---- Passage provided
Early detection of cancer in patients can greatly improve prognoses. That’s why medical experts advise getting screening tests regularly, before symptoms appear. Cancer screening tests, though, are not perfect, and indications of cancer can be subtle, even eluding the best trained eyes. Given the success of artificial intelligence on many natural image tasks, researchers are turning to AI as a possible solution for early cancer detection. DeepHealth, a leading radiology AI company, is developing technology using AI to improve screening mammography interpretation and accuracy.
DeepHealth uses state-of-the-art technology to enable the best patient care, providing scientifically driven solutions that clinicians and patients can trust. Focusing initially on breast cancer detection, the startup is building medical imaging AI products that help clinicians help patients.
Breast cancer is the second leading cause of cancer death in women in the United States, according to the American Cancer Society. The good news is that death rates have slowly been decreasing, in part as the result of early detection through screening. Screening mammography (an X-ray of the breast for the detection of breast cancer) saves lives, but it is still imperfect: DeepHealth says that at least one in eight cancers are missed and out of 100 women asked to come back for additional stressful and costly procedures, 95 don’t actually have breast cancer.
In addition, widespread screening is not always available, both inside and outside the U.S., and many regions around the world do not have a screening program at all due to a lack of qualified interpreters and the cost of interpretation. “A key promise of AI is to make healthcare more equitable,” says Dr. William (Bill) Lotter, CTO and Co-founder of DeepHealth. However, a core challenge in applying AI to a broad range of people is generalization. “Generalization of performance to different populations can’t be assumed,” Dr. Lotter continues. “In fact, there are many known examples where AI models don’t perform well across populations.”
--------
• [Exercise directions]:
Answer these questions using the passage on DeepHealth and breast cancer screening.
1. Which type of cancer is DeepHealth focusing on first?
2. According to the American Cancer Society, where does breast cancer rank among causes of cancer death in women in the United States?
3. What positions does Dr. William (Bill) Lotter hold at DeepHealth?
---- Data supplied
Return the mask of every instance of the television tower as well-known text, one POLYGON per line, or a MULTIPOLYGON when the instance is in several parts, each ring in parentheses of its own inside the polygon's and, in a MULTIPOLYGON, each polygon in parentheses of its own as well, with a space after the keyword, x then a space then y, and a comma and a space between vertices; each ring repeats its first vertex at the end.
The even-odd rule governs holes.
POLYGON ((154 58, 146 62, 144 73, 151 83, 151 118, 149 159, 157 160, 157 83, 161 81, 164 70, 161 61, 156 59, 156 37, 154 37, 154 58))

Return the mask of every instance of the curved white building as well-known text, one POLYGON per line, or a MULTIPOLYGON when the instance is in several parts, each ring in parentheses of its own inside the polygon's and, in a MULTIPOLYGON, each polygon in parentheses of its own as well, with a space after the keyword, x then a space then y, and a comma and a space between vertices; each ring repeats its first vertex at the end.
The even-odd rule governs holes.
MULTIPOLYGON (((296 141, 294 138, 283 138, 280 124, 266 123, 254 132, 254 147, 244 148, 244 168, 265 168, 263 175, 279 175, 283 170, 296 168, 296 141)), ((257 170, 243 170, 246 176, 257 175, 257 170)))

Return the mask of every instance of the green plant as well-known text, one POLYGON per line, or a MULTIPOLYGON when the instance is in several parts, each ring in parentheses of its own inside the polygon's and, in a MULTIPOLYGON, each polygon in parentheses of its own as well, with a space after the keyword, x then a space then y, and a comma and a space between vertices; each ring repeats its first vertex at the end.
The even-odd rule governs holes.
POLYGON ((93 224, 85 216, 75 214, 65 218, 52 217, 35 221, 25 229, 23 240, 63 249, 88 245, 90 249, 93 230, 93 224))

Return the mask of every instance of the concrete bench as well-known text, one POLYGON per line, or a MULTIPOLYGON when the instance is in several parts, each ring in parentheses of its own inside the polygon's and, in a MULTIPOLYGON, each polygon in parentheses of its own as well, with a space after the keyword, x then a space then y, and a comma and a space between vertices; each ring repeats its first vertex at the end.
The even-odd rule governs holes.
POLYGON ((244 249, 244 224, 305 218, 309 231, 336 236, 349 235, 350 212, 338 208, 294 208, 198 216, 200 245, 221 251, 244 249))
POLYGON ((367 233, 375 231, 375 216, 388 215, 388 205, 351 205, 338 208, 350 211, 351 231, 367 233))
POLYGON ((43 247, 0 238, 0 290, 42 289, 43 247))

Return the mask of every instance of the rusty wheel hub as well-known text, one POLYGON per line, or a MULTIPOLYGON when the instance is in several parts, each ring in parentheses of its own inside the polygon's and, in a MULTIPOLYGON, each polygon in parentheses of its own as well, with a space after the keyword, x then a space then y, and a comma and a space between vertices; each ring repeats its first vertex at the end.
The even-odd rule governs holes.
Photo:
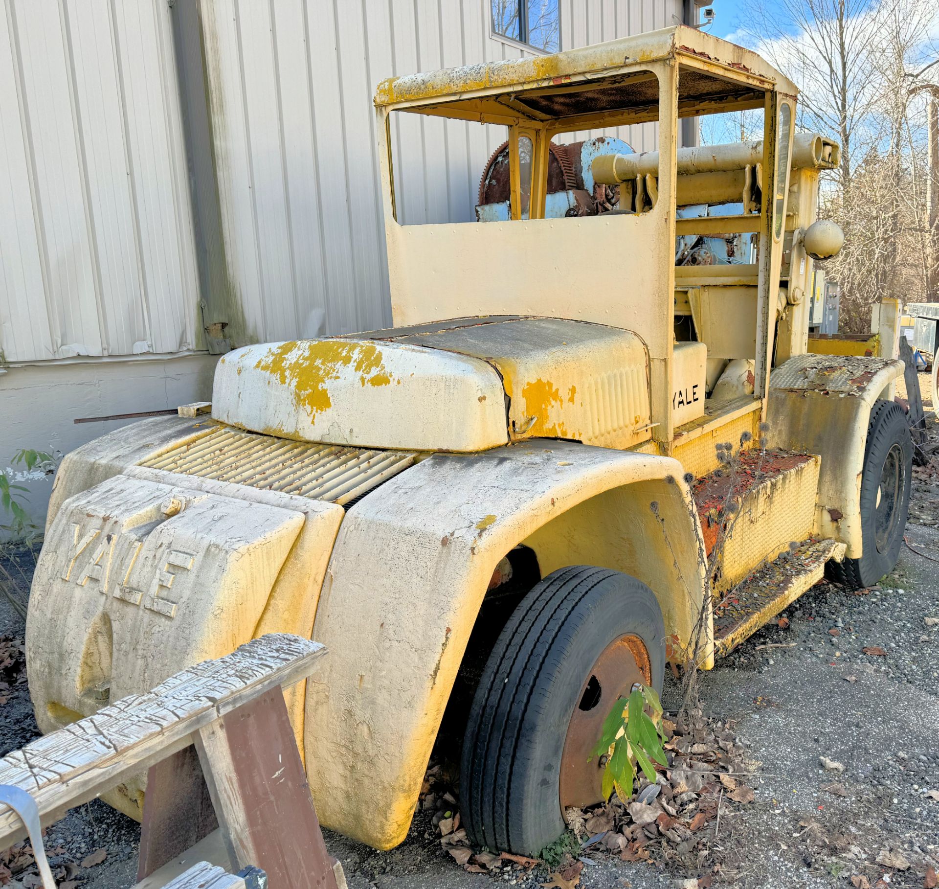
POLYGON ((600 760, 588 757, 600 740, 603 722, 619 697, 628 697, 636 682, 652 681, 649 652, 639 636, 614 639, 588 671, 567 725, 561 756, 561 806, 582 808, 602 798, 600 760))

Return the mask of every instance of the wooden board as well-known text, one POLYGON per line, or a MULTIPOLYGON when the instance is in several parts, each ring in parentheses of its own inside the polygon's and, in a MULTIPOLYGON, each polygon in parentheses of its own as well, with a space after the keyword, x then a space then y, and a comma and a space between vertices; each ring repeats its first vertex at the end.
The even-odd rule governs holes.
POLYGON ((336 889, 280 689, 200 730, 196 749, 231 869, 254 865, 279 889, 336 889))
POLYGON ((152 874, 219 826, 193 746, 183 747, 146 775, 137 880, 152 874))
MULTIPOLYGON (((188 746, 220 716, 309 676, 325 647, 285 633, 254 639, 232 654, 170 677, 153 691, 102 708, 0 760, 0 784, 31 793, 43 825, 188 746)), ((292 739, 291 735, 291 739, 292 739)), ((299 756, 294 745, 294 753, 299 756)), ((26 835, 0 807, 0 849, 26 835)))

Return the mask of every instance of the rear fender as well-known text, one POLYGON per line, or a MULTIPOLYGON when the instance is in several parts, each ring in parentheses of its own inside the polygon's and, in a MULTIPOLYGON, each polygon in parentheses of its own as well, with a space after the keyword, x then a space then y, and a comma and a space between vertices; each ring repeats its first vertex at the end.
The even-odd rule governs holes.
POLYGON ((405 838, 489 579, 526 541, 550 568, 637 574, 689 638, 703 543, 677 460, 554 441, 428 458, 352 507, 333 548, 306 706, 323 823, 378 849, 405 838))
POLYGON ((903 372, 903 362, 850 355, 796 355, 770 377, 769 447, 822 458, 814 533, 847 544, 860 558, 861 474, 874 402, 903 372))

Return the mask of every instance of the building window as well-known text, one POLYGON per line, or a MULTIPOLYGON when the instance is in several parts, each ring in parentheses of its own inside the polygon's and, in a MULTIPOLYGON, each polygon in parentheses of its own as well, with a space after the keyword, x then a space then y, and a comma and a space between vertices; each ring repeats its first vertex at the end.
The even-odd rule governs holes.
POLYGON ((546 53, 561 49, 559 0, 490 0, 492 32, 546 53))

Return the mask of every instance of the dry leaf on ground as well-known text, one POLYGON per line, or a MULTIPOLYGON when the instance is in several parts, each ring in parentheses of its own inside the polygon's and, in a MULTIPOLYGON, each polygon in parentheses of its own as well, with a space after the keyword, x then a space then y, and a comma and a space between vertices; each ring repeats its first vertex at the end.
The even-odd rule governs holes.
POLYGON ((733 800, 734 803, 752 803, 754 793, 751 788, 741 785, 736 790, 729 793, 728 796, 733 800))
POLYGON ((874 860, 878 865, 893 867, 894 870, 906 870, 910 866, 910 863, 900 852, 890 851, 887 849, 882 849, 874 860))
POLYGON ((575 886, 580 885, 580 874, 577 874, 573 880, 564 880, 561 874, 551 874, 549 879, 550 882, 541 883, 544 889, 574 889, 575 886))
POLYGON ((847 796, 848 791, 844 788, 843 784, 826 784, 822 788, 825 793, 832 793, 835 796, 847 796))
POLYGON ((472 858, 472 850, 466 846, 457 846, 454 849, 448 849, 447 851, 454 856, 454 861, 457 865, 468 865, 470 859, 472 858))
POLYGON ((502 852, 499 857, 502 861, 514 861, 516 865, 521 865, 522 867, 526 867, 529 870, 532 867, 537 867, 540 864, 537 858, 526 858, 525 855, 513 855, 512 852, 502 852))

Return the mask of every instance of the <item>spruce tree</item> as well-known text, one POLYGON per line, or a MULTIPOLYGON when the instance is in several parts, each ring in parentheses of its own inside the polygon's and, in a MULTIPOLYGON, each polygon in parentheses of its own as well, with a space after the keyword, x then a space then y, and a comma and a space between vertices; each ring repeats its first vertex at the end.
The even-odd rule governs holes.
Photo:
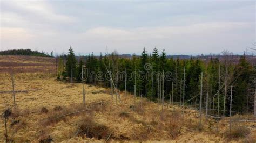
POLYGON ((71 81, 72 81, 72 78, 75 77, 77 74, 76 66, 76 56, 72 47, 70 46, 67 55, 66 71, 68 77, 70 78, 71 81))

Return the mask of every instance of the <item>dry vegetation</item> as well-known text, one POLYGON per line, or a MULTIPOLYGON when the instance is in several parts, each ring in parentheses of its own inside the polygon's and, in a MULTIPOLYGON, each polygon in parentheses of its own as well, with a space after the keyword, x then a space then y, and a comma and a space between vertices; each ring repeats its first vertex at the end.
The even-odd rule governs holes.
MULTIPOLYGON (((2 59, 3 59, 3 58, 2 59)), ((0 72, 0 111, 4 100, 11 97, 11 77, 0 72)), ((81 84, 64 83, 51 74, 42 73, 15 75, 17 109, 12 110, 8 122, 9 138, 17 142, 82 141, 225 142, 255 142, 255 124, 239 123, 227 131, 228 119, 220 123, 220 133, 213 128, 213 120, 178 106, 161 105, 122 94, 122 103, 116 104, 107 89, 85 86, 86 106, 82 103, 81 84), (246 126, 246 127, 241 126, 246 126), (254 128, 254 129, 253 129, 254 128), (229 132, 228 132, 229 133, 229 132)), ((13 104, 9 102, 9 106, 13 104)), ((235 118, 235 117, 234 117, 235 118)), ((1 120, 1 123, 3 123, 1 120)), ((0 124, 0 139, 4 141, 4 126, 0 124)))
POLYGON ((56 60, 53 58, 0 55, 0 73, 11 68, 18 73, 55 73, 56 60))

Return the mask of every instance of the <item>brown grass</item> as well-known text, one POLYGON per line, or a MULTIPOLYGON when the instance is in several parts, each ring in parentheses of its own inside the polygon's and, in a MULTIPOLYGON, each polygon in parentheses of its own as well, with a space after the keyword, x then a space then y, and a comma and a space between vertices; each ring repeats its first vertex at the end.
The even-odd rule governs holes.
MULTIPOLYGON (((138 97, 133 111, 130 108, 134 104, 133 95, 122 94, 122 103, 116 104, 107 94, 109 90, 88 85, 85 85, 86 106, 84 106, 81 84, 71 85, 50 77, 41 78, 38 75, 38 73, 19 73, 15 76, 16 90, 40 89, 16 93, 17 109, 12 112, 12 119, 19 123, 9 129, 10 133, 15 133, 13 139, 16 142, 38 142, 47 140, 49 137, 58 142, 103 142, 110 135, 109 141, 120 142, 169 142, 172 140, 221 142, 224 139, 214 131, 206 131, 208 122, 204 122, 205 128, 198 132, 198 118, 194 118, 193 113, 196 111, 193 110, 165 105, 162 111, 161 105, 146 99, 143 99, 141 108, 138 97), (43 107, 48 112, 41 112, 43 107), (85 109, 92 110, 68 115, 85 109), (91 130, 86 137, 88 128, 91 130)), ((0 84, 0 90, 11 90, 8 76, 0 74, 0 78, 2 78, 0 82, 3 83, 0 84)), ((12 95, 0 94, 0 97, 4 96, 12 95)), ((0 102, 3 101, 0 98, 0 102)), ((10 104, 12 105, 12 102, 10 104)), ((4 108, 0 104, 1 111, 4 108)), ((4 127, 0 124, 0 137, 3 135, 3 131, 4 127)))
POLYGON ((247 137, 250 133, 250 130, 246 127, 233 126, 230 132, 229 129, 227 130, 225 134, 229 139, 245 138, 247 137))

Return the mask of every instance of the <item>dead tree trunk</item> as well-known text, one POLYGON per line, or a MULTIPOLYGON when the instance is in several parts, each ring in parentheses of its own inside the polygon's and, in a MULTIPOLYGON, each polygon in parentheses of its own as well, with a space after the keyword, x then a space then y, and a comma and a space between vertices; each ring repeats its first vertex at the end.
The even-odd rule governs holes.
POLYGON ((72 64, 70 64, 70 69, 71 72, 71 83, 73 83, 73 75, 72 75, 72 64))
POLYGON ((219 105, 220 105, 220 65, 219 65, 219 89, 218 91, 218 118, 217 118, 217 132, 219 132, 219 105))
POLYGON ((163 106, 162 106, 162 110, 164 110, 164 70, 163 70, 163 91, 162 91, 162 94, 163 94, 163 106))
POLYGON ((182 103, 182 78, 180 78, 180 106, 182 103))
POLYGON ((172 82, 172 105, 173 104, 173 82, 172 82))
POLYGON ((225 117, 225 104, 226 104, 226 82, 225 83, 225 89, 224 89, 224 103, 223 103, 223 117, 225 117))
POLYGON ((137 82, 137 71, 136 71, 136 65, 135 65, 135 85, 134 85, 134 110, 135 109, 135 103, 136 100, 136 82, 137 82))
POLYGON ((157 73, 157 103, 159 103, 159 74, 157 73))
POLYGON ((125 95, 126 95, 126 69, 124 68, 124 90, 125 95))
POLYGON ((185 104, 185 66, 184 66, 184 73, 183 75, 183 106, 185 104))
POLYGON ((201 89, 200 92, 200 123, 199 126, 201 126, 201 120, 202 116, 202 96, 203 96, 203 72, 201 74, 201 89))
POLYGON ((153 67, 152 67, 152 72, 151 72, 151 102, 153 102, 153 67))
POLYGON ((11 72, 11 83, 12 84, 12 96, 14 98, 14 110, 16 109, 16 103, 15 102, 15 91, 14 90, 14 71, 11 72))
POLYGON ((232 116, 232 89, 233 86, 231 86, 231 92, 230 95, 230 133, 231 133, 231 116, 232 116))
POLYGON ((84 92, 84 73, 83 73, 84 66, 82 66, 82 83, 83 84, 83 101, 84 106, 85 106, 85 94, 84 92))
POLYGON ((256 119, 256 86, 254 90, 254 119, 256 119))

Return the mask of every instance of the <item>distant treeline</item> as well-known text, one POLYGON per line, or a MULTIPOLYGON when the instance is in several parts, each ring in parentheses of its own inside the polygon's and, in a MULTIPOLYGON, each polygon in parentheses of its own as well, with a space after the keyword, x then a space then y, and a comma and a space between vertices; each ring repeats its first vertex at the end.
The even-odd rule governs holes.
POLYGON ((0 51, 0 55, 29 55, 51 57, 53 56, 53 53, 51 52, 51 55, 49 55, 48 53, 45 53, 43 51, 39 52, 36 51, 32 51, 30 49, 19 49, 0 51))
POLYGON ((111 88, 113 92, 114 85, 121 91, 126 89, 158 102, 161 101, 163 94, 169 101, 172 94, 177 104, 181 104, 182 101, 195 106, 200 100, 202 83, 203 108, 206 108, 207 103, 211 113, 217 113, 215 111, 219 109, 223 116, 228 115, 226 111, 230 109, 233 86, 232 111, 248 113, 253 110, 256 65, 249 61, 252 58, 245 54, 238 56, 224 51, 220 57, 211 57, 205 62, 205 59, 198 56, 168 58, 165 51, 159 52, 156 48, 149 53, 144 48, 140 56, 133 54, 130 58, 115 52, 99 57, 91 54, 78 58, 72 47, 66 55, 58 58, 58 78, 80 82, 82 67, 84 66, 86 83, 111 88), (123 76, 125 71, 125 80, 123 76), (163 73, 170 73, 170 79, 163 78, 163 73), (112 81, 109 80, 110 75, 112 81))

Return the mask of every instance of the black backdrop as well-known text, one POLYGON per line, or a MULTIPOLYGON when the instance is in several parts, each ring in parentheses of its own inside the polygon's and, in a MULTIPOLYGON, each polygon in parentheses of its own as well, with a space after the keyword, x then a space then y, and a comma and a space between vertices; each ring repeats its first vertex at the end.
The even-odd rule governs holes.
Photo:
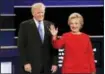
MULTIPOLYGON (((68 16, 73 13, 78 12, 84 17, 84 27, 83 32, 93 36, 93 35, 104 35, 104 12, 103 7, 66 7, 66 8, 47 8, 45 14, 45 20, 49 20, 55 23, 55 26, 59 28, 59 35, 69 31, 69 26, 67 25, 68 16)), ((18 34, 19 24, 32 18, 30 8, 15 8, 15 28, 18 34)), ((96 48, 95 60, 97 60, 97 74, 103 74, 104 66, 104 48, 103 48, 103 37, 102 38, 91 38, 93 48, 96 48)), ((60 59, 59 59, 60 60, 60 59)), ((61 70, 59 68, 58 74, 61 70)))
MULTIPOLYGON (((83 32, 89 35, 103 35, 104 34, 104 11, 103 7, 66 7, 66 8, 47 8, 45 20, 55 23, 59 28, 59 35, 69 31, 67 25, 68 16, 73 12, 79 12, 84 17, 83 32)), ((20 22, 32 18, 30 8, 15 8, 15 28, 16 36, 20 22)))

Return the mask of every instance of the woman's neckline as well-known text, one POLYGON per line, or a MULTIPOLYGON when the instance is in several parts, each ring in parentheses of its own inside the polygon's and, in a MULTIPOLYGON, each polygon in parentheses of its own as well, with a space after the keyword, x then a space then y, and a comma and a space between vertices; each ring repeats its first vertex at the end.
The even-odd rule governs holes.
POLYGON ((77 35, 77 36, 79 36, 79 35, 82 35, 83 33, 82 32, 80 32, 80 33, 73 33, 73 32, 70 32, 72 35, 77 35))

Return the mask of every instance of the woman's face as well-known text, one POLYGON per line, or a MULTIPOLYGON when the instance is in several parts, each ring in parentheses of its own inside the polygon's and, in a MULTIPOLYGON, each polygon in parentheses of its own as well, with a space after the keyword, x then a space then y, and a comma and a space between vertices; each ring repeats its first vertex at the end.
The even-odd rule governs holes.
POLYGON ((71 19, 69 26, 72 32, 79 32, 82 27, 78 18, 71 19))

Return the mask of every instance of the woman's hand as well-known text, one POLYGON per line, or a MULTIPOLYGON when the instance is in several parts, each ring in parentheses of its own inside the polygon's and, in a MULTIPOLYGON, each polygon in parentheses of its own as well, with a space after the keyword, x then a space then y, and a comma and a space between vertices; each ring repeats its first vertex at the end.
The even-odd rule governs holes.
POLYGON ((57 36, 57 34, 58 34, 58 28, 55 28, 54 25, 51 25, 49 30, 50 30, 52 36, 57 36))

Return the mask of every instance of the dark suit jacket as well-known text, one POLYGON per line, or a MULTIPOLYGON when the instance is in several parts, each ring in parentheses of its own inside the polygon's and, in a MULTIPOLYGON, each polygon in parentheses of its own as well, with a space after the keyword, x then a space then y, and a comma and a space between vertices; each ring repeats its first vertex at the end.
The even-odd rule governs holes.
POLYGON ((20 50, 21 71, 24 71, 23 66, 25 64, 30 63, 32 74, 40 74, 41 66, 44 67, 44 72, 49 74, 51 65, 57 65, 58 53, 51 44, 51 33, 48 29, 50 24, 50 22, 44 21, 45 37, 43 43, 33 19, 20 24, 18 47, 20 50))

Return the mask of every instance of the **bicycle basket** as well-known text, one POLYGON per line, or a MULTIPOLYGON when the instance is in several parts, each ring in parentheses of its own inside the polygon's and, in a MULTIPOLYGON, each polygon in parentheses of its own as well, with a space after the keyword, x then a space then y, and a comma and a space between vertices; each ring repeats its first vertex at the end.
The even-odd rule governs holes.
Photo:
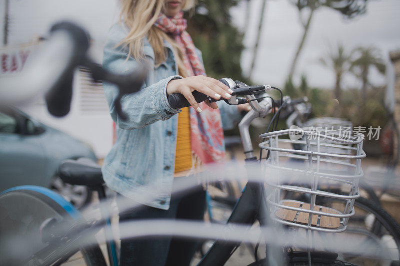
--------
• [Output below]:
1. Breast cancer.
2. It is the second leading cause.
3. CTO and Co-founder.